Directions: Copy the data from the line with "Provide the mask of every instance of the turquoise" up to and including the line with "501L49 495L57 483L78", substituting "teal water" for "turquoise water" and leaving everything else as it stands.

(Contour labeling data)
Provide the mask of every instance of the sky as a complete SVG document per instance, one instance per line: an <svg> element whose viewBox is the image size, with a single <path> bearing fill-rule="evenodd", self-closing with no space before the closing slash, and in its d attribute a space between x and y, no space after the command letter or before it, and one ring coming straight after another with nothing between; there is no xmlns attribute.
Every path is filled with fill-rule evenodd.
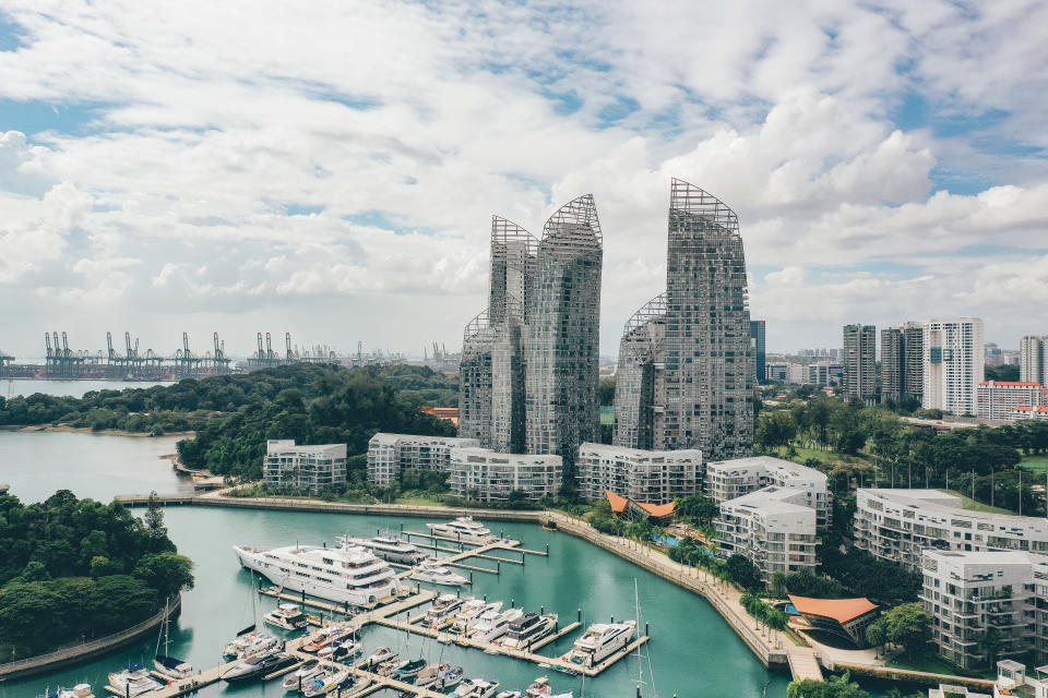
<svg viewBox="0 0 1048 698"><path fill-rule="evenodd" d="M614 356L665 287L671 177L738 213L769 351L958 315L1017 348L1048 334L1045 27L1021 0L0 0L0 349L457 349L491 215L540 234L592 193Z"/></svg>

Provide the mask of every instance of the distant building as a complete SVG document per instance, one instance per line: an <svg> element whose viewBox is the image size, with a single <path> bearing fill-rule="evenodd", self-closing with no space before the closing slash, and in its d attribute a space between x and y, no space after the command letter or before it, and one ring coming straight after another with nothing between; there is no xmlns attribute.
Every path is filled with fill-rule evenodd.
<svg viewBox="0 0 1048 698"><path fill-rule="evenodd" d="M451 493L480 502L505 502L513 492L537 502L556 497L562 484L563 461L552 454L525 456L488 448L456 447L450 453Z"/></svg>
<svg viewBox="0 0 1048 698"><path fill-rule="evenodd" d="M820 527L833 516L833 495L826 476L814 468L771 456L753 456L706 464L706 494L718 504L774 485L802 493L801 503L817 514ZM793 501L791 501L793 502Z"/></svg>
<svg viewBox="0 0 1048 698"><path fill-rule="evenodd" d="M864 402L873 399L877 380L877 327L844 326L844 392Z"/></svg>
<svg viewBox="0 0 1048 698"><path fill-rule="evenodd" d="M1027 335L1020 340L1019 380L1048 385L1048 335Z"/></svg>
<svg viewBox="0 0 1048 698"><path fill-rule="evenodd" d="M776 573L805 567L814 571L820 539L815 510L807 501L803 490L772 485L722 502L713 522L720 554L743 555L753 563L764 586Z"/></svg>
<svg viewBox="0 0 1048 698"><path fill-rule="evenodd" d="M844 366L836 361L815 361L808 364L809 385L841 385L844 382Z"/></svg>
<svg viewBox="0 0 1048 698"><path fill-rule="evenodd" d="M764 383L764 364L767 353L765 349L765 324L763 320L750 321L750 350L753 352L753 362L757 368L757 382Z"/></svg>
<svg viewBox="0 0 1048 698"><path fill-rule="evenodd" d="M643 450L586 443L579 447L579 494L590 501L611 492L653 504L702 490L702 452Z"/></svg>
<svg viewBox="0 0 1048 698"><path fill-rule="evenodd" d="M1016 408L1032 410L1045 404L1048 404L1048 393L1039 383L982 381L976 392L976 417L993 422L1013 422L1023 413Z"/></svg>
<svg viewBox="0 0 1048 698"><path fill-rule="evenodd" d="M921 407L975 416L976 386L982 381L982 321L929 320L924 324Z"/></svg>
<svg viewBox="0 0 1048 698"><path fill-rule="evenodd" d="M368 442L368 482L389 486L408 468L449 472L452 448L478 445L476 438L380 432Z"/></svg>
<svg viewBox="0 0 1048 698"><path fill-rule="evenodd" d="M265 442L266 484L288 484L317 494L346 481L346 445L297 446L293 440Z"/></svg>
<svg viewBox="0 0 1048 698"><path fill-rule="evenodd" d="M910 571L926 550L1048 555L1048 519L964 509L961 497L939 490L860 489L855 545Z"/></svg>

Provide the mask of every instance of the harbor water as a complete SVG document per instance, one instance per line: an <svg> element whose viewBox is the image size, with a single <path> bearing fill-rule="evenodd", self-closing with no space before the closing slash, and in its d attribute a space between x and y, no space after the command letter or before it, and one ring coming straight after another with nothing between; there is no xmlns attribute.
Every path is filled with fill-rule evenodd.
<svg viewBox="0 0 1048 698"><path fill-rule="evenodd" d="M169 492L188 483L171 473L170 464L158 456L171 453L174 438L135 438L53 432L0 432L0 482L11 482L12 494L26 502L38 501L58 486L79 496L108 500L126 491L150 489ZM374 534L378 530L426 531L426 519L380 516L347 516L272 510L240 510L209 507L168 507L165 510L169 535L179 552L195 563L196 585L183 594L182 613L171 626L170 654L207 669L221 661L222 648L236 633L260 622L276 604L252 588L251 575L241 569L231 546L302 544L331 545L335 535ZM437 520L437 519L433 519ZM652 641L643 661L644 696L782 698L787 674L770 672L727 623L695 594L652 575L619 557L565 533L548 532L533 524L495 522L498 533L520 539L525 547L545 550L549 557L528 555L524 566L503 564L501 574L474 573L473 587L463 593L501 599L527 611L556 612L561 622L575 621L581 609L583 624L632 618L635 615L634 580L639 589L642 623L650 624ZM419 543L422 543L420 539ZM431 544L431 543L430 543ZM519 554L497 554L520 559ZM471 559L471 564L495 567L495 562ZM465 573L468 574L468 573ZM254 580L255 585L258 580ZM414 583L414 582L413 582ZM426 585L422 585L426 588ZM433 588L433 587L428 587ZM114 610L119 612L119 610ZM414 613L418 613L416 610ZM581 629L579 630L581 633ZM559 657L570 649L579 633L569 634L540 652ZM558 691L582 696L581 677L568 676L529 662L487 655L477 649L444 646L404 633L370 627L362 634L367 651L380 645L404 657L462 664L467 676L501 682L503 688L522 690L531 681L548 675ZM97 696L104 695L106 675L127 662L150 663L156 639L118 651L50 675L0 684L0 698L29 698L45 688L87 682ZM585 696L629 698L636 695L638 659L620 661L600 676L586 679ZM766 693L765 693L766 691ZM279 682L203 688L200 696L282 696ZM373 694L377 696L385 693ZM392 694L389 694L392 695Z"/></svg>

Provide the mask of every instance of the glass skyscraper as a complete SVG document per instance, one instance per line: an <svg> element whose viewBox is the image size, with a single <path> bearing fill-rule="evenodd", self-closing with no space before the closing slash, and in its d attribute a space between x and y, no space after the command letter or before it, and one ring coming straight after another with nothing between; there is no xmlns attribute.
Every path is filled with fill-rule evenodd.
<svg viewBox="0 0 1048 698"><path fill-rule="evenodd" d="M699 448L707 461L748 455L754 373L738 217L674 179L666 292L626 325L614 442Z"/></svg>
<svg viewBox="0 0 1048 698"><path fill-rule="evenodd" d="M591 195L558 209L541 240L492 219L488 310L463 340L461 436L557 454L568 468L581 443L598 440L603 255Z"/></svg>

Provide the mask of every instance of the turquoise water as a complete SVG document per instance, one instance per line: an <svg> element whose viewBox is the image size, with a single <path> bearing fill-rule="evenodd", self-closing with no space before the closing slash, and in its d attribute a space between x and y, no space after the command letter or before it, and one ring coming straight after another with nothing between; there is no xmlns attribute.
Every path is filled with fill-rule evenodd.
<svg viewBox="0 0 1048 698"><path fill-rule="evenodd" d="M28 501L49 495L57 483L78 494L97 498L107 498L132 485L136 491L150 488L166 491L181 481L170 473L166 461L156 460L156 455L165 447L164 440L0 433L0 481L15 480L20 496ZM11 464L21 462L27 455L32 456L37 477L12 477ZM24 473L25 466L20 468L19 472ZM372 534L378 529L398 528L401 520L176 506L166 509L166 524L179 552L194 561L196 575L196 586L183 594L182 614L172 625L170 653L187 659L198 669L206 669L218 663L222 648L238 629L275 605L274 600L253 593L251 576L240 568L231 545L278 545L295 541L317 544L326 541L331 544L340 533ZM404 519L403 524L408 530L426 530L424 519ZM528 556L523 567L502 565L499 576L474 574L475 583L468 593L502 599L507 607L511 600L529 611L545 606L546 612L559 613L563 623L574 621L579 609L584 623L608 621L611 616L617 619L633 617L636 580L642 621L651 624L652 636L647 652L654 671L650 673L645 666L644 696L760 698L765 687L767 696L782 698L786 695L788 675L769 672L702 598L580 539L543 531L531 524L493 524L492 528L524 541L526 547L544 550L549 544L548 558ZM567 651L575 635L547 646L541 652L549 657L559 655ZM378 627L367 629L362 639L367 651L379 645L390 645L405 654L454 662L465 666L469 676L497 678L503 688L523 689L536 676L548 674L557 690L573 690L576 697L581 695L580 677L543 670L527 662L486 655L479 650L443 646L418 637L408 640L404 634ZM29 698L43 694L45 687L79 682L91 683L96 695L102 696L106 674L129 661L150 660L155 642L150 639L104 660L49 676L0 684L0 698ZM636 671L635 659L623 660L596 679L587 679L586 695L599 698L635 696ZM202 689L199 695L253 698L283 696L284 693L278 683L271 682L237 688L218 684Z"/></svg>

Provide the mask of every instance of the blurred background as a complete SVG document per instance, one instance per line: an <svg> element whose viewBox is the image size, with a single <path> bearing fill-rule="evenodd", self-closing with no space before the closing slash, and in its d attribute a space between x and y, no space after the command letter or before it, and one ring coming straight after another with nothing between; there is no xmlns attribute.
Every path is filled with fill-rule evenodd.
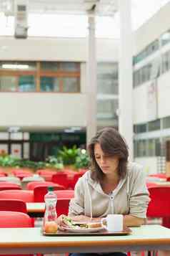
<svg viewBox="0 0 170 256"><path fill-rule="evenodd" d="M96 130L119 129L118 2L0 0L0 165L10 166L9 156L27 165L46 159L62 164L61 151L79 148L80 156L86 149L88 14L94 8L93 118ZM132 118L126 125L133 128L133 158L148 174L164 173L170 161L170 1L131 0L131 11Z"/></svg>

Response for this exercise:
Provide the mask of every instance of the teal water as a complete SVG document per instance, one instance per line: an <svg> element whose viewBox is the image size, with a single <path> bearing fill-rule="evenodd", self-closing with no space before the closing slash, and in its d attribute a space between x and y, no space after the command letter or before it, and one ring coming straight after another with nothing between; there is no xmlns attribute.
Every path is filled with fill-rule evenodd.
<svg viewBox="0 0 1048 698"><path fill-rule="evenodd" d="M28 501L49 495L57 483L78 494L97 498L107 498L132 485L136 491L150 488L166 491L181 481L170 473L166 461L156 460L156 455L165 447L164 440L0 433L0 481L15 480L20 496ZM11 464L21 462L27 455L32 456L37 477L12 477ZM24 473L25 466L20 468L19 472ZM372 534L378 529L398 528L401 520L176 506L166 509L166 524L179 552L194 561L196 575L196 586L183 594L182 614L172 625L170 653L187 659L198 669L206 669L218 663L222 648L238 629L275 605L274 600L253 593L251 576L240 568L231 545L278 545L295 541L317 544L326 541L331 544L340 533ZM404 519L403 524L408 530L426 530L424 519ZM528 556L523 567L502 565L499 576L474 574L475 583L468 593L502 599L507 607L511 600L529 611L545 606L546 612L559 613L563 623L574 621L579 609L584 623L608 621L611 616L617 619L633 617L636 580L642 621L651 624L652 636L647 652L654 671L650 673L645 666L644 696L760 698L765 687L767 696L782 698L786 695L788 675L769 672L702 598L580 539L543 531L531 524L493 524L492 528L524 541L526 547L544 550L549 544L548 558ZM567 651L575 635L547 646L541 652L549 657L559 655ZM378 627L367 629L362 639L367 651L379 645L390 645L405 654L454 662L465 666L469 676L497 678L503 688L523 689L536 676L548 674L557 690L573 690L576 697L581 695L580 677L543 670L527 662L486 655L479 650L443 646L418 637L408 640L404 634ZM29 698L43 694L45 687L79 682L91 683L96 695L102 696L106 674L129 661L150 660L155 642L150 639L104 660L49 676L0 684L0 698ZM636 671L635 659L623 660L596 679L587 679L586 695L599 698L635 696ZM202 689L199 695L253 698L283 696L284 693L278 683L271 682L237 688L218 684Z"/></svg>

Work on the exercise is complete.